EXCERPT PROVIDED
=-=-=

Anthem Blue Cross Blue Shield aims to phase out its “grandfathered” individual insurance plans that are not compliant with Affordable Care Act standards, company officials said Monday.

The move is expected to ultimately save consumers money as they transition to more affordable plans, while at the same time allowing Anthem to discontinue a coverage option that has become increasingly expensive and subject to steep premium increases.

People with grandfathered individual plans would be automatically switched to a similar one by Jan. 1, 2017, if they don’t purchase another plan.

The insurer filed a request with the Maine Bureau of Insurance last week that would affect about 3,800 people who still have grandfathered policies – plans that were purchased before the ACA went into effect in March 2010. The vast majority of all grandfathered plans sold in Maine were Anthem plans, according to bureau filings.

In most cases, the new plans will be less expensive than the grandfathered policies, said Anthem spokesman Rory Sheehan. Switching to the ACA plans will save the 3,800 on grandfathered plans a total of about $7.5 million in premiums, he said.

“For many legacy policyholders, they can already get an ACA plan that is less expensive and has richer benefits,” Sheehan said. That’s because those few remaining on the grandfathered plans tend to be sicker, older and in smaller risk pools. Insurers were prohibited from selling non-ACA plans starting in 2010.

The cost of the grandfathered plans also has been increasing – by 18 percent for 2016, on top of 13 percent for 2015.

Sheehan provided several examples in which people could save money – as much as $300 to $400 per month in premiums – while still having similar or lower deductibles and co-pays.

Under one scenario, a 42-year-old in Cumberland County paying a $707 monthly premium with a $5,000 deductible would see her premiums fall to $302 while having a $5,150 deductible.

Another group of non-ACA individual plans, called “grandmothered plans,” were those purchased between 2010 and Oct. 1, 2013, when people could first begin purchasing individual insurance on the marketplace at www.healthcare.gov. Federal law requires that those plans be phased out by 2017. About 3,150 people have an Anthem grandmothered plan.

Sheehan said that although Anthem will automatically switch the 7,000 or so with grandfathered and grandmothered plans to a similar, ACA-compliant individual plan, customers are encouraged to shop around and see what kind of plan best suits their needs, and to check if they qualify for premium subsidies. The subsidies are available for single people earning up to about $47,000 per year.

Some may not realize they qualify for subsidies in the health insurance marketplace, Sheehan said.

The ACA marketplace is where people who have no insurance – often part-time or self-employed workers – can obtain benefits. About 87 percent of the 75,000 Mainers who have purchased plans on the exchange qualify for a subsidy.

Emily Brostek, executive director of Consumers for Affordable Health Care, an Augusta-based health advocacy group, said the ACA outlawed high-deductible plans and plans that discouraged people from accessing preventive medicine – such as preventive screenings, primary care visits, and mental health and substance abuse treatment. Individual insurance plans often had high deductibles.

“The ACA redefined what is considered health insurance,” Brostek said. She said that before the ACA went into effect, people would purchase high-deductible plans thinking they had insurance coverage, only to find out that once they fell ill, most of the costs were borne by them and not the insurance company.

“People are not good at predicting what health needs they might have in the future,” she said.

=-=-=

STUDY MATERIAL
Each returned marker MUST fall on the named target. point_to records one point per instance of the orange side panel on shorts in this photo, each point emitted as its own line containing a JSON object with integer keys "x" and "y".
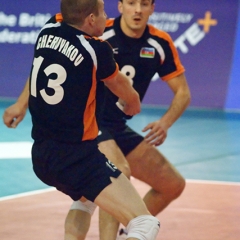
{"x": 89, "y": 118}
{"x": 109, "y": 22}
{"x": 164, "y": 35}
{"x": 59, "y": 17}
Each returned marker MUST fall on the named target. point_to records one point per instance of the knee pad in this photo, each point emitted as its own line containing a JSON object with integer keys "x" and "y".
{"x": 145, "y": 227}
{"x": 86, "y": 206}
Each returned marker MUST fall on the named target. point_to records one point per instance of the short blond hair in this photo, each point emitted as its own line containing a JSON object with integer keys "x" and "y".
{"x": 75, "y": 11}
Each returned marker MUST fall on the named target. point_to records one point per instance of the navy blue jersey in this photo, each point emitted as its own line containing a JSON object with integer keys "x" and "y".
{"x": 65, "y": 82}
{"x": 140, "y": 59}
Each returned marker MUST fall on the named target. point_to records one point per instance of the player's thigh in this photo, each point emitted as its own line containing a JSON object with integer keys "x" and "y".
{"x": 121, "y": 200}
{"x": 152, "y": 167}
{"x": 111, "y": 150}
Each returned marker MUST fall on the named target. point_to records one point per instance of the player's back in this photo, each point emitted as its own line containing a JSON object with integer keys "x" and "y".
{"x": 63, "y": 85}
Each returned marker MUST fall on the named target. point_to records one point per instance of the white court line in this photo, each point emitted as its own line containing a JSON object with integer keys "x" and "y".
{"x": 15, "y": 150}
{"x": 54, "y": 189}
{"x": 213, "y": 182}
{"x": 27, "y": 194}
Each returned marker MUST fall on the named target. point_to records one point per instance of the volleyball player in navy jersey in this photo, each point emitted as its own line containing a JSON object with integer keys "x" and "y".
{"x": 140, "y": 50}
{"x": 69, "y": 66}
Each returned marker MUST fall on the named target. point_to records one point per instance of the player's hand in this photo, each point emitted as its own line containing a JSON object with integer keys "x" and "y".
{"x": 130, "y": 109}
{"x": 157, "y": 133}
{"x": 13, "y": 115}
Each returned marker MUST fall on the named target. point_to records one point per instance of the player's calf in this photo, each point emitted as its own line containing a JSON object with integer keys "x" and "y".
{"x": 145, "y": 227}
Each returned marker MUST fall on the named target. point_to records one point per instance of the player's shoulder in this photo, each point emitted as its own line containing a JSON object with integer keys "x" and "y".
{"x": 157, "y": 33}
{"x": 110, "y": 22}
{"x": 99, "y": 43}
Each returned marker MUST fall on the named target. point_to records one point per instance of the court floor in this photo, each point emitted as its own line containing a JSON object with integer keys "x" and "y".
{"x": 204, "y": 145}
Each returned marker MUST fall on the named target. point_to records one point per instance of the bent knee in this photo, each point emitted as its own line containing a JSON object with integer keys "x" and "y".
{"x": 125, "y": 169}
{"x": 178, "y": 188}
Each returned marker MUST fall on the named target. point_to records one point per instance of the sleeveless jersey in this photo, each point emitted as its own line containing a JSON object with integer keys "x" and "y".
{"x": 65, "y": 82}
{"x": 140, "y": 59}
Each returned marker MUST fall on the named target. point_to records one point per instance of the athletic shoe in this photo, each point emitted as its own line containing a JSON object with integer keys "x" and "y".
{"x": 122, "y": 234}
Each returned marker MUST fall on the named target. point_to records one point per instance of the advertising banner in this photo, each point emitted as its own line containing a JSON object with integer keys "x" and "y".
{"x": 204, "y": 33}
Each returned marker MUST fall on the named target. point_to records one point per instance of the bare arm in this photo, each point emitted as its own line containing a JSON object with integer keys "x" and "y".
{"x": 14, "y": 114}
{"x": 158, "y": 129}
{"x": 121, "y": 86}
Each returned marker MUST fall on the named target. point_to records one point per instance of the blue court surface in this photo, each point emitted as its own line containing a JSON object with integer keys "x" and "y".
{"x": 202, "y": 144}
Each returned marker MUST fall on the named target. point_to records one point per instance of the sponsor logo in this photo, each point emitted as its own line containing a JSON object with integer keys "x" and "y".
{"x": 147, "y": 52}
{"x": 111, "y": 166}
{"x": 115, "y": 50}
{"x": 196, "y": 32}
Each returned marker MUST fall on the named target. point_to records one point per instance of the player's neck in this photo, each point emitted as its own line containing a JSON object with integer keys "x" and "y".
{"x": 133, "y": 33}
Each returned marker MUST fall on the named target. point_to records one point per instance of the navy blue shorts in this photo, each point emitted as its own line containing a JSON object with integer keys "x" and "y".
{"x": 126, "y": 138}
{"x": 75, "y": 169}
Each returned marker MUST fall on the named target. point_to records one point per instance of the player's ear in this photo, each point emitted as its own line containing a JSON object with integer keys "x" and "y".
{"x": 120, "y": 7}
{"x": 91, "y": 19}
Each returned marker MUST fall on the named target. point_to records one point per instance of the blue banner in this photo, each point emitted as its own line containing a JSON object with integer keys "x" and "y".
{"x": 205, "y": 34}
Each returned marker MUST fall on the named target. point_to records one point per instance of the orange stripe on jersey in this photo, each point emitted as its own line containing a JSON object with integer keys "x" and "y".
{"x": 180, "y": 69}
{"x": 58, "y": 17}
{"x": 113, "y": 75}
{"x": 89, "y": 117}
{"x": 109, "y": 22}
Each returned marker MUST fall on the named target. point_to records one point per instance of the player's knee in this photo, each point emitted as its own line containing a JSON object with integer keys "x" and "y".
{"x": 125, "y": 169}
{"x": 143, "y": 227}
{"x": 87, "y": 206}
{"x": 178, "y": 188}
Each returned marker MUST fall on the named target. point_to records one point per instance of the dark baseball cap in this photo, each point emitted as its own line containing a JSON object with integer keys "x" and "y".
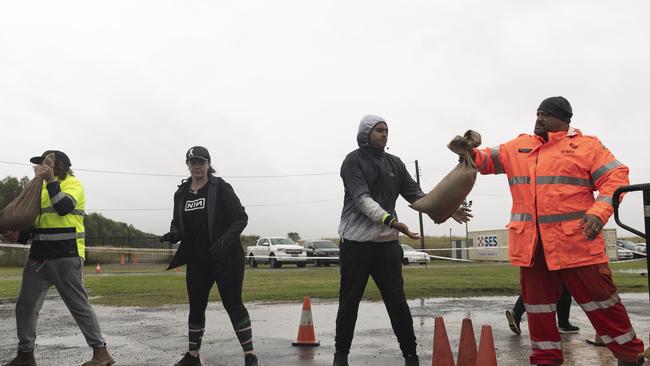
{"x": 197, "y": 152}
{"x": 58, "y": 155}
{"x": 558, "y": 107}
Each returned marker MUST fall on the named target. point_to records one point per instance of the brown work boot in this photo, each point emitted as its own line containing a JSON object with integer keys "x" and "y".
{"x": 100, "y": 358}
{"x": 23, "y": 359}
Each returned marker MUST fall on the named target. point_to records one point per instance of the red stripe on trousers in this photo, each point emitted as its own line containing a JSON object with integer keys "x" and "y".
{"x": 586, "y": 284}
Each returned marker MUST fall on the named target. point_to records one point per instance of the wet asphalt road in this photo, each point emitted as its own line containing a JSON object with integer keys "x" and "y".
{"x": 157, "y": 336}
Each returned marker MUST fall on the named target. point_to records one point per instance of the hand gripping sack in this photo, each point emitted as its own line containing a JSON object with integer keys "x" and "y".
{"x": 20, "y": 214}
{"x": 445, "y": 198}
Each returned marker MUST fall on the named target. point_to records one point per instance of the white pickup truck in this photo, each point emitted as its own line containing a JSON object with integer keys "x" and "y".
{"x": 276, "y": 251}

=-=-=

YOUR TASK
According to the article on Anthem's grandfathered insurance plans, by what date will people on those plans be automatically switched to a similar plan if they don't buy another? The data comes from a source separate from the article.

ANSWER
By Jan. 1, 2017.